# Entrada de microfono como entrada de audio



## deniel144 (Abr 5, 2009)

hola tengo un equipo antiguo que tiene una entra de microfono estereo (son dos entradas), mi pregunta es que si la puedo usar como una entrada de audio ya que me gustaria conectarlo a mi pc sin tener que modificar nada adentro. 

slaudos


----------



## Fogonazo (Abr 5, 2009)

Se puedes.
Pero sería conveniente atenuar la señal unas 50 veces como para no saturar la entrada.
Puedes hacer un divisor resistivo con 2 resistencias, 1 de 100KΩ  en serie con otra de 2200Ω.
De la unión de ambas mandas a tu entrada de micrófono.
La punta libre de la de 100kΩ va a tu PC y la punta libre de la de 2200Ω  a GND que es común a la PC y al equipo, esto para cada canal.

§

→ EJERCICIO 1:
Edita en los registros todo lo que va desde la línea que contiene "Each instance of the flower" hasta la que contiene "Target: flower stem", ambas incluidas: reemplaza "flower stem" por "tree branch" y deja el resto sin cambios.

→ REGISTROS MOSTRADOS:
§

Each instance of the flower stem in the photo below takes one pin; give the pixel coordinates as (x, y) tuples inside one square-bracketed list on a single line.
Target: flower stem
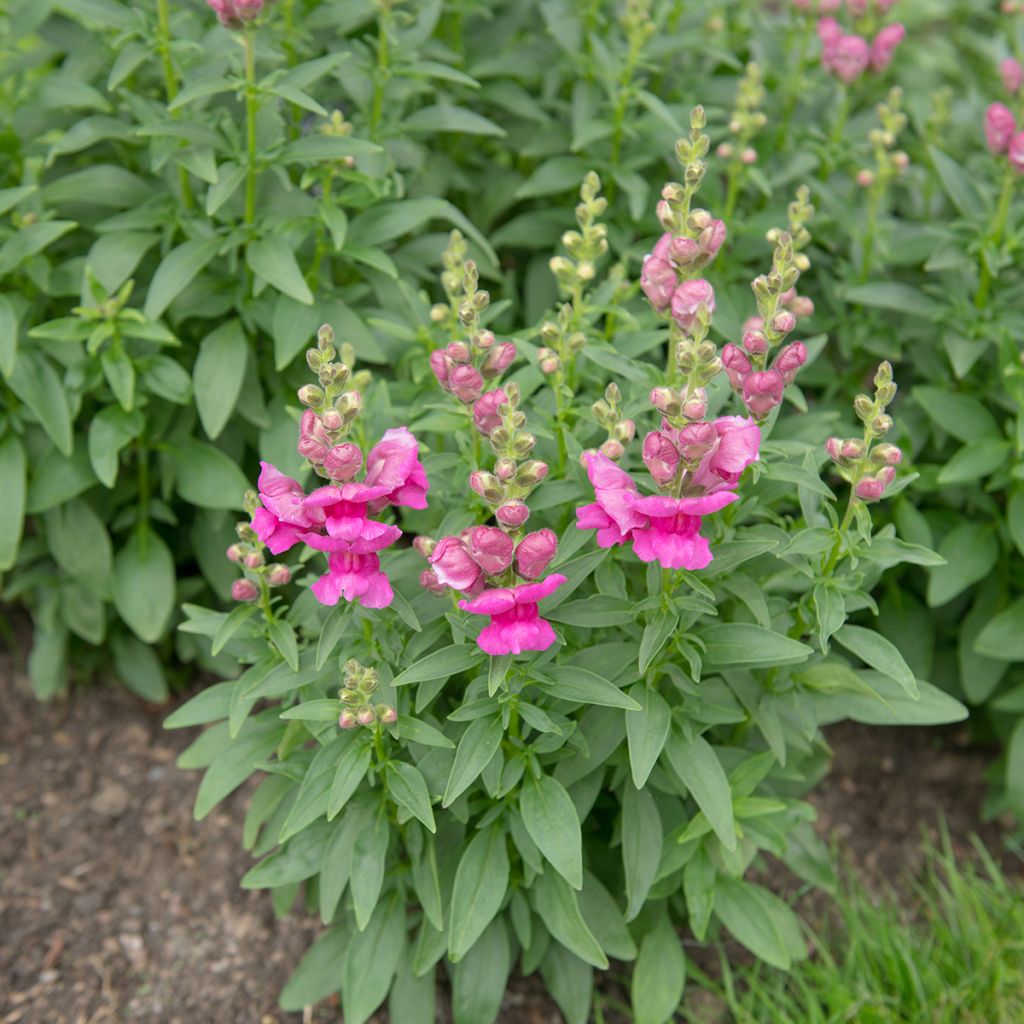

§

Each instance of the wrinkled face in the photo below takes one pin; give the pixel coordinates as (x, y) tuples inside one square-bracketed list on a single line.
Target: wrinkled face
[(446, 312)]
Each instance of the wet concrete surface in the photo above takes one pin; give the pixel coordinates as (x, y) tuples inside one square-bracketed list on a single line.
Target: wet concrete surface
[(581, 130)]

§

→ EJERCICIO 2:
En el hilo sobre la entrada de micrófono, ¿a qué puntos indica Fogonazo que se conecte el divisor resistivo?

→ RESPUESTA DEL EJERCICIO 1:
Each instance of the tree branch in the photo below takes one pin; give the pixel coordinates as (x, y) tuples inside one square-bracketed list on a single line.
Target: tree branch

→ RESPUESTA DEL EJERCICIO 2:
- La entrada de micrófono: la unión de ambas resistencias.
- La PC: la punta libre de la resistencia de 100kΩ.
- GND: la punta libre de la resistencia de 2200Ω.